Page extract
So it’s no surprise that in her new novel featuring a world run by women, the houses don’t contain kitchens.
There’s a spacious kitchen in the elegant Victorian house in Dalkey, Dublin, that Martina shares with her husband, RTÉ’s business editor David Murphy, and Chekhov the cat.
It’s open plan with the sitting room, and it’s gorgeous, and looks out onto the garden.
Quiet, calm, and lovingly furnished, with lots of artwork and artistic touches, it’s a perfect place to write.
But, as she makes me a pot of coffee, Martina swears she only puts ready-made food into the oven.
“I was on the Afternoon Show in Cork a year or two ago and Kevin Dundon was talking about these fantastic recipes. They turned to me and said, ‘Would you try that?’ and I said, ‘You’re joking. Life is too short to do any of this cooking’.”
She laughs. “His jaw just dropped.
“My inspiration was a book called Herland, by Charlotte Perkins Gilman, an early 20th century feminist. It was about some male explorers who went up the Amazon and stumbled across an all-female society.
"There was no crime, no violence, and no class system. It was utterly perfect and the men were puzzled by this.
“Charlotte Perkins Gilman made the case that you should not have kitchens within the home, but instead should have cheap eating places where families could go and eat, so that you could get rid of the drudgery for women. I thought that was a fantastic idea.”
When Martina started her novel, which is set in the near future, she imagined her world of women would be utopia.
“I thought what if women ruled the world? I thought, wouldn’t it be perfect? There would be no war; there would be all this co-operation.
“I thought it could be ruled by a group of women. They would get on wonderfully and everything would be harmonious, but then I thought, hang on, no it wouldn’t be! Women are people and people become corrupted by power.
What’s more, they have different visions. The only way you would have nine rulers working for the same vision would be if they brainwashed themselves, and were intent on brainwashing other people,” she says.
About Sisterland opens with Constance, a young woman, starting to doubt certain elements of the controlling regime. Her ‘other’ — the friend she shared a house with — had jumped off a bridge, killing herself in an act of disloyalty.
Pregnant, (or in Sisterland speak babyfused,) she had learnt she was carrying a boy, and would therefore have to give him up at birth.
Trying to banish her misgivings, Constance reminds herself, that as a shaper of people’s thoughts, she is privileged, and is making a difference to the community.
There are men in Sisterland; but they are subordinates, kept for menial labour and for mating.
And when Constance is chosen to reproduce, and finds herself alone with a man for the first time, she starts to question the directives of the nine, and wonder if there might be a better way to live.
The novel cleverly shows the reader that any idea, taken to extremes, can end up being a force for evil. Is Martina worried that the book will anger feminists?

Set tasks
**a)** Mark each statement about the Sisterland interview yes or no, and quote the words of the text that decide it. (i) The kitchen in Martina's Dalkey house looks out onto the garden. (ii) Herland tells of female explorers who went up the Amazon. (iii) Martina's novel is set in the distant past.
**b)** In the records, starting at the line containing "Where can you spot the everlast" and ending at the last line of the records, swap "metal" for "iron" wherever it occurs. Return only those lines, with everything else left as it is.

Information supplied
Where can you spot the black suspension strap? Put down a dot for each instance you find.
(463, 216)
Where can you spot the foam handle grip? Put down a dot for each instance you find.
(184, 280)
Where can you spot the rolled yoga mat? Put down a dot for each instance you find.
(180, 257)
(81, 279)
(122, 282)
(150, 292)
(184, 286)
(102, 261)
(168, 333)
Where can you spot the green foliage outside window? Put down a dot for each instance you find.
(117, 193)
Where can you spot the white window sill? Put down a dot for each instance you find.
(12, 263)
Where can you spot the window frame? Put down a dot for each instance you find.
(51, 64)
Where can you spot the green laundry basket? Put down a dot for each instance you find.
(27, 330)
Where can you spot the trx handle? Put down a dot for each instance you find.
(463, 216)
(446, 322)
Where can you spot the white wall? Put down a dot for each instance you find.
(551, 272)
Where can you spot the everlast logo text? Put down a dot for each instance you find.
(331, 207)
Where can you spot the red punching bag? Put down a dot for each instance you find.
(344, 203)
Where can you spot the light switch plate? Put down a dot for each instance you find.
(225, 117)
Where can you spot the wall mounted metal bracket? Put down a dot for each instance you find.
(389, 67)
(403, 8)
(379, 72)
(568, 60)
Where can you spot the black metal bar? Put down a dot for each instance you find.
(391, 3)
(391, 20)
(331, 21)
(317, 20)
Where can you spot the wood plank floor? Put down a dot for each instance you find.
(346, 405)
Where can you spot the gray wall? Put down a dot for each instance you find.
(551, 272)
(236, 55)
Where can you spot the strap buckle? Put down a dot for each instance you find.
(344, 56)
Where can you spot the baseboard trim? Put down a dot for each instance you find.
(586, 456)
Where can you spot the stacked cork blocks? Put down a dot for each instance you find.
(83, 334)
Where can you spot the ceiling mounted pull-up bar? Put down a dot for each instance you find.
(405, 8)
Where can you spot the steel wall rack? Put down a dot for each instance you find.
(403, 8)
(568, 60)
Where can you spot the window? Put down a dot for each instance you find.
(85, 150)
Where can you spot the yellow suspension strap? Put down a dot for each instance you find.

Complete answers
**a)**
(i) Yes: "looks out onto the garden."
(ii) No: "some male explorers who went up the Amazon"
(iii) No: "which is set in the near future"

**b)**
Where can you spot the everlast logo text? Put down a dot for each instance you find.
(331, 207)
Where can you spot the red punching bag? Put down a dot for each instance you find.
(344, 203)
Where can you spot the light switch plate? Put down a dot for each instance you find.
(225, 117)
Where can you spot the wall mounted iron bracket? Put down a dot for each instance you find.
(389, 67)
(403, 8)
(379, 72)
(568, 60)
Where can you spot the black iron bar? Put down a dot for each instance you find.
(391, 3)
(391, 20)
(331, 21)
(317, 20)
Where can you spot the wood plank floor? Put down a dot for each instance you find.
(346, 405)
Where can you spot the gray wall? Put down a dot for each instance you find.
(551, 272)
(236, 55)
Where can you spot the strap buckle? Put down a dot for each instance you find.
(344, 56)
Where can you spot the baseboard trim? Put down a dot for each instance you find.
(586, 456)
Where can you spot the stacked cork blocks? Put down a dot for each instance you find.
(83, 334)
Where can you spot the ceiling mounted pull-up bar? Put down a dot for each instance you find.
(405, 8)
Where can you spot the steel wall rack? Put down a dot for each instance you find.
(403, 8)
(568, 60)
Where can you spot the window? Put down a dot for each instance you find.
(85, 150)
Where can you spot the yellow suspension strap? Put down a dot for each instance you find.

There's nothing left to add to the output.